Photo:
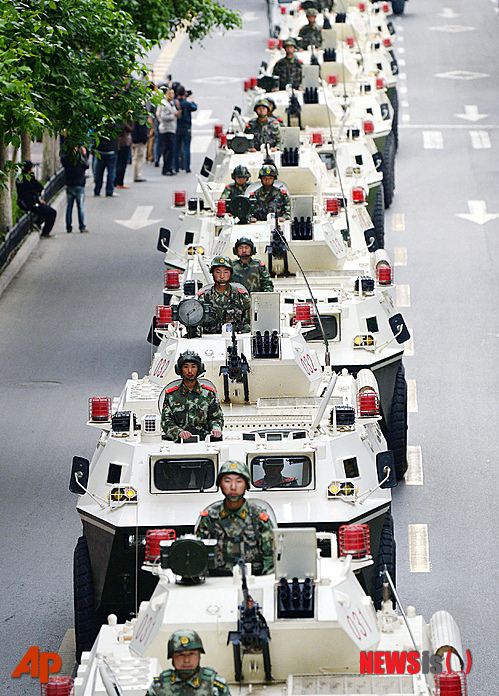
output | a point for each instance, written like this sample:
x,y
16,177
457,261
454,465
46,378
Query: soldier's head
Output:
x,y
234,480
262,109
289,46
244,248
189,366
311,15
221,269
267,175
184,650
240,175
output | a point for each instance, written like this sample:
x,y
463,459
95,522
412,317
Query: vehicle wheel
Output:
x,y
238,665
389,169
378,220
398,6
397,435
86,623
386,556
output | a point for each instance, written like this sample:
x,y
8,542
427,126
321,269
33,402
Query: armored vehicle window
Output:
x,y
183,474
351,467
281,472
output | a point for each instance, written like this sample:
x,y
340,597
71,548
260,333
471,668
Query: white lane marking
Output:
x,y
414,474
478,213
480,140
398,222
419,551
400,256
140,218
462,75
452,28
412,396
471,113
409,345
200,143
403,296
433,140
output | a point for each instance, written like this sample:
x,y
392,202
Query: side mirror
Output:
x,y
384,461
79,475
163,239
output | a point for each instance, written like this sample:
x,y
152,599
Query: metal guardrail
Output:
x,y
18,232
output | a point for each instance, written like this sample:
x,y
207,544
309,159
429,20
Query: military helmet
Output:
x,y
189,356
180,641
261,102
244,240
240,171
234,467
268,170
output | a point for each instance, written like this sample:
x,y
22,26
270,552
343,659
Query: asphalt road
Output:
x,y
73,325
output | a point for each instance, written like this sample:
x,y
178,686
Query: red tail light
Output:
x,y
354,540
179,198
384,274
99,409
153,537
358,194
333,205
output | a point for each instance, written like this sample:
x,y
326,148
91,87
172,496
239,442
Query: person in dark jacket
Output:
x,y
28,198
75,164
186,106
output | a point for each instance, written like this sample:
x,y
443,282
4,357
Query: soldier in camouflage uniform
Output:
x,y
249,272
241,178
289,69
310,34
268,198
229,302
242,528
264,128
187,678
190,407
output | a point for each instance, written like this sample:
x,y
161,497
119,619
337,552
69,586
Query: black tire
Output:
x,y
238,664
86,623
389,169
387,556
397,434
378,221
398,6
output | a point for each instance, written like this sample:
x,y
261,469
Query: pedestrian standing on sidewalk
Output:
x,y
75,164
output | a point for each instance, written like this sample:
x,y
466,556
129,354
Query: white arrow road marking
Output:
x,y
478,213
433,140
414,474
462,75
471,113
140,218
480,140
203,118
452,28
419,549
448,13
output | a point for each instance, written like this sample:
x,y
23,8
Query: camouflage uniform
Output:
x,y
233,190
263,203
310,35
205,682
197,411
231,307
268,131
289,71
253,275
243,533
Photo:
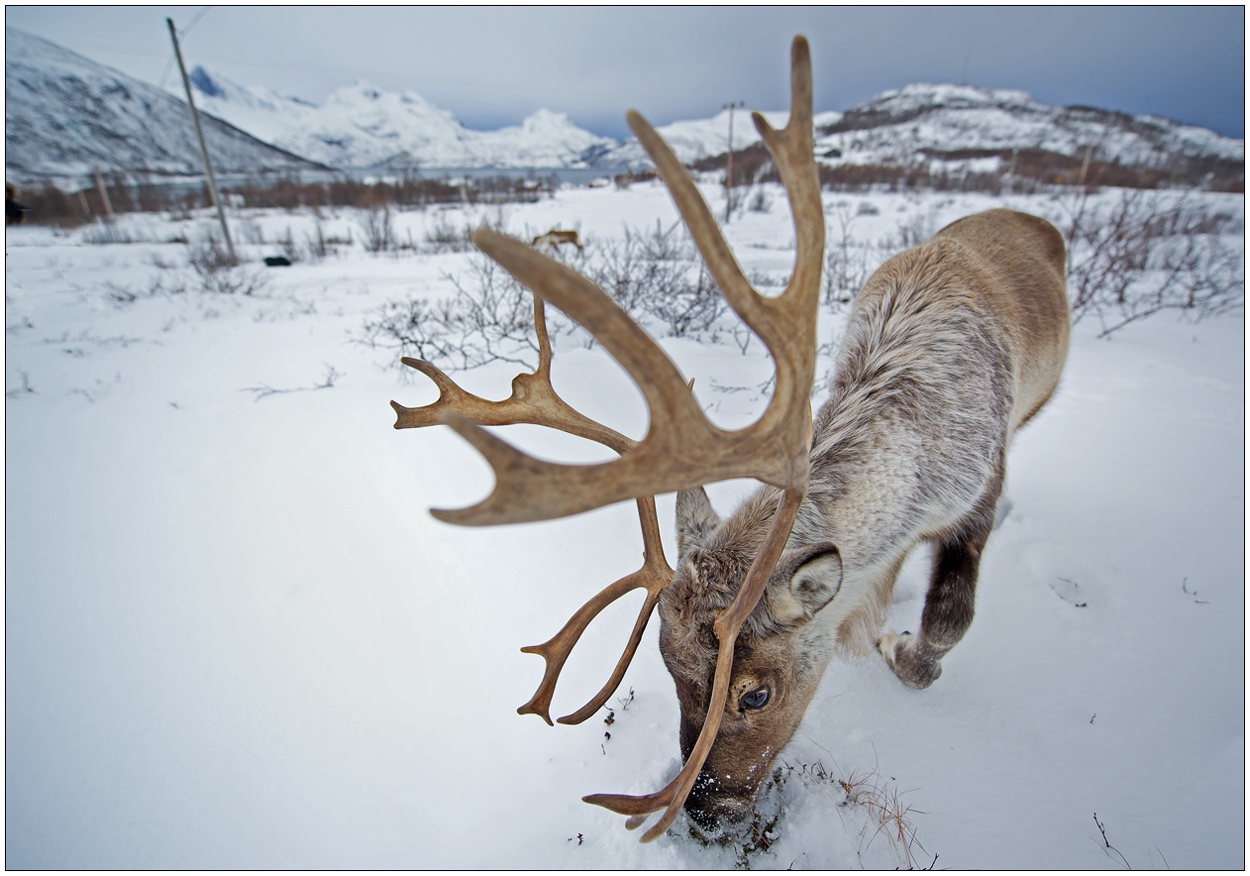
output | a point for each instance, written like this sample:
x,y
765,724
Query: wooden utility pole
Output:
x,y
729,165
204,150
104,195
1085,164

************

Exercise aim
Pick out each line of the material that contains the word "white", and copy those lines.

Task output
Query: white lane marking
Query: white arrow road marking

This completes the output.